*TASK*.
Print the full listing below verbatim, keeping every line unchanged and in order.
## BEGIN MATERIAL PROVIDED
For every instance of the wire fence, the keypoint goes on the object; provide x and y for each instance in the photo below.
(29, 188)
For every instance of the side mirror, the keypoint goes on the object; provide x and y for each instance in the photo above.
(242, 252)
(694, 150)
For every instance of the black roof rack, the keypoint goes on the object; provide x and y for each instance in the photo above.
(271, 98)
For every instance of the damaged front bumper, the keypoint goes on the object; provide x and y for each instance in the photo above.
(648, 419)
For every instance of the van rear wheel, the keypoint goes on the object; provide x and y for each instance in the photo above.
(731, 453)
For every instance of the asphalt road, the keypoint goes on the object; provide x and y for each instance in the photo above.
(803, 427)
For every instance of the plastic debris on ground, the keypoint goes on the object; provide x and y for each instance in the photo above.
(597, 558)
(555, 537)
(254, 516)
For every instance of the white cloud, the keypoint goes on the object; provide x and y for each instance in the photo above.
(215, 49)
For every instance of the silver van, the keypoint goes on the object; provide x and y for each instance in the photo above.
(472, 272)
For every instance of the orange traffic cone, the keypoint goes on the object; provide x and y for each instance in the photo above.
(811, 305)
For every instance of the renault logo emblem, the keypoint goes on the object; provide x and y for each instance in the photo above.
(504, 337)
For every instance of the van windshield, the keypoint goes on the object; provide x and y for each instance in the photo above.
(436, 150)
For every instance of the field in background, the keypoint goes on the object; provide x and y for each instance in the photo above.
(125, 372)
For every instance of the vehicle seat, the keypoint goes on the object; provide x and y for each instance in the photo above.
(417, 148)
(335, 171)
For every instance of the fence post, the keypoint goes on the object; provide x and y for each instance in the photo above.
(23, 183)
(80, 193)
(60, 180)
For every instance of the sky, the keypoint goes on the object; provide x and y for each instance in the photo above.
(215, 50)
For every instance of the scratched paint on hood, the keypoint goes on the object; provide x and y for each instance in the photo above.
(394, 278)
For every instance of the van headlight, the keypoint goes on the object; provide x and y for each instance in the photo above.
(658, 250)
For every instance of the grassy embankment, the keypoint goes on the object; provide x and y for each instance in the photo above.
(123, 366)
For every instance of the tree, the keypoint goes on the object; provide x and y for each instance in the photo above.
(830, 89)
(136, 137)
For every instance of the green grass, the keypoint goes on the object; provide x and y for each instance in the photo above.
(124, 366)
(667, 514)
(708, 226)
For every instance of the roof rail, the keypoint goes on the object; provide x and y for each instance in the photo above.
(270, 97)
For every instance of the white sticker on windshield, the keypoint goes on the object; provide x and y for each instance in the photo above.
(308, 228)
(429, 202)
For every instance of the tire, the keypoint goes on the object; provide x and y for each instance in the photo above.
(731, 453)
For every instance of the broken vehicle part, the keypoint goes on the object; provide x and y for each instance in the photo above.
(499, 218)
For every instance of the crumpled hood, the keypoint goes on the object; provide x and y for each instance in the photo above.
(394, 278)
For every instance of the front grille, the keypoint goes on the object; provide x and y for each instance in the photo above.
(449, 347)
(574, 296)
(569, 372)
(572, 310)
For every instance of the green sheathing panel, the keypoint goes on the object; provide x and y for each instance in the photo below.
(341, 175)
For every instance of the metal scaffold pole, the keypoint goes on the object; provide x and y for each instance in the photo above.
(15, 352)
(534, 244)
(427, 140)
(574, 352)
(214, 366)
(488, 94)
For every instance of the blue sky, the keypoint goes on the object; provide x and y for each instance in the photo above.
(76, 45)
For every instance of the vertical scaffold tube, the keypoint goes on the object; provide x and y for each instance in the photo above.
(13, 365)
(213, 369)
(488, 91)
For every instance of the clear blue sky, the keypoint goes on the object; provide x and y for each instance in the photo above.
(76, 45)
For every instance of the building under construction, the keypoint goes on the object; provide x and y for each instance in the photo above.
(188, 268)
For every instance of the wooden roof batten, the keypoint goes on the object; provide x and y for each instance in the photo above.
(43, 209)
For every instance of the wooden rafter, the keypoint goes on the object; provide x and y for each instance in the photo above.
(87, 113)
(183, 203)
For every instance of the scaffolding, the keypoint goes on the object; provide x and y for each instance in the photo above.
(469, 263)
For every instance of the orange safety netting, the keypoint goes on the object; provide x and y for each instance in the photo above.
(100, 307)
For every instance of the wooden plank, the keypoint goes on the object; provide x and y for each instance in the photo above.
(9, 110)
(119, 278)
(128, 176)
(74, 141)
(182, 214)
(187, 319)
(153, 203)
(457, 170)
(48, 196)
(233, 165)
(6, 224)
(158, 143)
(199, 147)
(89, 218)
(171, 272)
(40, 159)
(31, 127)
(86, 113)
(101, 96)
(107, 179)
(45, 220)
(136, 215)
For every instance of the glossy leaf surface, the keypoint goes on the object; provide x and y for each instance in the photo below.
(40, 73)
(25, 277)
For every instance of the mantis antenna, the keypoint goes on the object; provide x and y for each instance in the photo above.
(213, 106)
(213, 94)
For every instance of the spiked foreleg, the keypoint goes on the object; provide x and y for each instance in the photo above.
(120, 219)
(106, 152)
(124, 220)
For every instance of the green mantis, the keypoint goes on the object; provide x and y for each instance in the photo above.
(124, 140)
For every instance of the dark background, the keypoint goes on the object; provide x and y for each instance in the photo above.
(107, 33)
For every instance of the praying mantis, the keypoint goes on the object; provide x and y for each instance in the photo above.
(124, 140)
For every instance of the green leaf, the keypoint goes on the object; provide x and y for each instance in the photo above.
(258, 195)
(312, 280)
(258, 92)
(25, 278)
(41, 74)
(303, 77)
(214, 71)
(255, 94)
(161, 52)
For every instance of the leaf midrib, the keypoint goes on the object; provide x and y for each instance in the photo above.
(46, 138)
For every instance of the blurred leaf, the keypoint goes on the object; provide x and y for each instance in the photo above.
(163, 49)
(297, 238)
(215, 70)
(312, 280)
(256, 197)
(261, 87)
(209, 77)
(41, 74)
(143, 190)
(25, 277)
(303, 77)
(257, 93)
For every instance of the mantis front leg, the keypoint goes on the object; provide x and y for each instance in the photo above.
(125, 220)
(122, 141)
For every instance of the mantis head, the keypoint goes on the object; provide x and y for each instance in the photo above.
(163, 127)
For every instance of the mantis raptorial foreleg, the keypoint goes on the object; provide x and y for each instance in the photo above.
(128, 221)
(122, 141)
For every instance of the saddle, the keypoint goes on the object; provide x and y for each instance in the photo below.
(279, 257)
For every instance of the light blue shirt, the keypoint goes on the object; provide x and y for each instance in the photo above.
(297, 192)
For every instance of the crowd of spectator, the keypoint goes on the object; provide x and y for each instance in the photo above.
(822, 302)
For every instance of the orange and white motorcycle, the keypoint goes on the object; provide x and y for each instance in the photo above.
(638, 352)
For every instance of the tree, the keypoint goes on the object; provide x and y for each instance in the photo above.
## END MATERIAL PROVIDED
*TASK OUTPUT*.
For every instance of the wire fence, the keypoint goes on the object; provide x and y for each instance in the photo below.
(29, 188)
For every instance of the side mirror, the keypoint goes on the object; provide x and y for each instance in the photo above.
(242, 252)
(694, 150)
For every instance of the black roof rack, the keypoint goes on the object; provide x and y for each instance in the photo above.
(271, 98)
For every instance of the damaged front bumper, the keypoint goes on the object; provide x and y for each instance in the photo above.
(648, 419)
For every instance of the van rear wheel, the keypoint goes on the object; provide x and y for each instance in the photo above.
(731, 453)
For every instance of the asphalt road, the keypoint goes on the object; provide x and y for each instance in the photo above.
(803, 427)
For every instance of the plastic debris on ground, the keypoint goes on the object; provide x and y for each instance in the photo above.
(597, 558)
(555, 537)
(254, 516)
For every instance of the white cloud, the keypoint goes on the object; provide x and y for each instance in the photo above.
(215, 49)
For every instance of the silver van, the keypoint goes on the object; provide x and y for each instance in the photo above.
(472, 272)
For every instance of the orange traffic cone, the keypoint goes on the object; provide x and y for each instance in the photo above.
(811, 305)
For every instance of the renault logo emblem, the keypoint goes on the object; provide x and y for each instance in the photo above.
(504, 337)
For every instance of the van windshield, the keypoint goes on the object; provide x and y for each instance in the photo above.
(436, 150)
For every instance of the field in background, the keypoint goes on the object; provide x and y for each instance in the photo above.
(125, 372)
For every instance of the vehicle seat, the keypoint goes on the object; provide x and y for each instance in the photo above.
(417, 148)
(335, 171)
For every instance of the fence post, the keypoint goes on the object; provide x and y for each instance in the photo above.
(23, 183)
(80, 193)
(60, 180)
For every instance of the sky, the keypoint goes on the object; provide x and y for each instance in the photo above.
(215, 50)
For every instance of the scratched paint on hood, the keypoint goes on the object; provide x and y for each instance in the photo above.
(394, 278)
For every instance of the van headlight, the keypoint goes on the object; provide x and y for each instance in the photo above.
(658, 250)
For every instance of the grassy embankment, the keypoint goes on the object; provide x and y for each instance in the photo above.
(123, 366)
For every instance of the tree, the keypoint goes on the object; provide x and y for each instance in the photo above.
(830, 89)
(136, 137)
For every instance of the green grass, the keypoint goes on the object; provide x and y for each instance in the photo above.
(124, 366)
(667, 514)
(708, 226)
For every instance of the roof rail, the keypoint goes on the object; provide x and y for each instance in the photo above.
(270, 97)
For every instance of the white sticker on windshield, the keypoint goes on the object; provide x and y for each instance in the photo above.
(308, 228)
(429, 202)
For every instance of the tire, the keypoint goes on the object; provide x and y for each instance in the photo above.
(731, 453)
For every instance of the broken vehicle part, the keypoint goes on the object; provide x and y for each instance in the photo above.
(499, 218)
For every instance of the crumpled hood, the keypoint goes on the object; provide x and y for each instance in the photo above.
(394, 278)
For every instance of the front grille, the keypoint goes on the object; provide x and y for each instance in the photo above.
(449, 347)
(574, 296)
(569, 372)
(572, 310)
For every instance of the green sheathing panel, the keypoint goes on the object; provide x and y for each instance in the photo below.
(341, 175)
For every instance of the metal scaffold pole, the keypoint goes on the object; provide x and y for each instance in the photo above.
(15, 352)
(534, 244)
(427, 140)
(574, 352)
(214, 366)
(488, 94)
For every instance of the blue sky, the keypoint goes on the object; provide x and y for each instance in the photo above.
(76, 45)
For every instance of the vertical scaffold tube, the keypoint goes on the object; provide x and y for each instance in the photo above.
(13, 365)
(213, 369)
(488, 91)
For every instance of the clear blue sky, the keypoint goes on the object; provide x and y for each instance in the photo above.
(76, 45)
For every instance of the building under construction, the keypoint goes on the object; provide x and y for each instance in the photo above.
(188, 268)
For every instance of the wooden roof batten, the keypoint goes on the object; provide x and y for each instance in the photo above.
(43, 209)
For every instance of the wooden rafter, the keypoint goes on the object; provide x and y for each instance in the photo above.
(87, 113)
(183, 203)
For every instance of the scaffolding, the keypoint goes on the object; provide x and y for each instance in the photo above.
(469, 263)
For every instance of the orange safety netting, the keypoint goes on the object; provide x and y for each instance in the photo above.
(100, 307)
For every instance of the wooden plank, the keypoint goes on the object; provide x and y for each instance in the photo above.
(9, 110)
(119, 278)
(128, 176)
(74, 141)
(182, 214)
(187, 319)
(153, 203)
(457, 170)
(48, 196)
(233, 165)
(6, 224)
(158, 143)
(199, 147)
(89, 218)
(171, 272)
(40, 159)
(31, 127)
(86, 113)
(101, 96)
(107, 179)
(45, 220)
(136, 215)
For every instance of the glossy leaf surface, the keypoint goes on the object; provide x and y for each instance in the photo below.
(40, 73)
(25, 277)
For every instance of the mantis antenna, the keypoint goes on the object; provide x and y for each instance in the photo above.
(213, 106)
(213, 94)
For every instance of the spiked foreleg, the keypoint goes on the object; provide x and y for each instance in the photo above.
(120, 219)
(106, 152)
(124, 220)
For every instance of the green mantis, the keypoint goes on the object; provide x and y for each instance in the photo above.
(124, 140)
For every instance of the dark background, the keypoint goes on the object; provide x and y for each instance in the photo above.
(107, 33)
For every instance of the praying mantis, the keypoint goes on the object; provide x and y for each instance in the photo above.
(124, 140)
For every instance of the green leaf, the keypoint goes on the object; provide x and y for each instance in the photo above.
(258, 195)
(312, 280)
(258, 92)
(25, 278)
(41, 74)
(303, 77)
(214, 71)
(255, 94)
(161, 52)
For every instance of the leaf midrib, the keypoint goes on the object; provide x and y for each instance in the photo above.
(46, 138)
For every instance of the blurred leaf, the keypoint goes on the object; provide x and y for each instance in the photo above.
(163, 49)
(297, 238)
(215, 70)
(312, 280)
(256, 197)
(261, 87)
(209, 77)
(41, 74)
(143, 190)
(25, 277)
(303, 77)
(257, 93)
For every instance of the mantis front leg, the keypoint goes on the object; provide x and y for each instance in the photo above.
(125, 220)
(122, 141)
For every instance of the mantis head, the keypoint goes on the object; provide x and y for each instance in the photo above.
(163, 127)
For every instance of the mantis raptorial foreleg, the keypoint goes on the object; provide x and y for each instance in the photo above.
(128, 221)
(122, 141)
For every instance of the saddle, the keypoint goes on the object; provide x and y for each instance in the photo below.
(279, 257)
For every instance of the light blue shirt, the keypoint goes on the object; provide x and y for each instance in the photo above.
(297, 192)
For every instance of the crowd of spectator, the keypoint goes on the object; provide x and y for each instance in the photo above.
(822, 302)
For every instance of the orange and white motorcycle, the keypoint goes on the object; provide x and y for each instance in the photo above.
(638, 352)
For every instance of the tree, the keypoint goes on the object; provide x and y for each instance in the photo above.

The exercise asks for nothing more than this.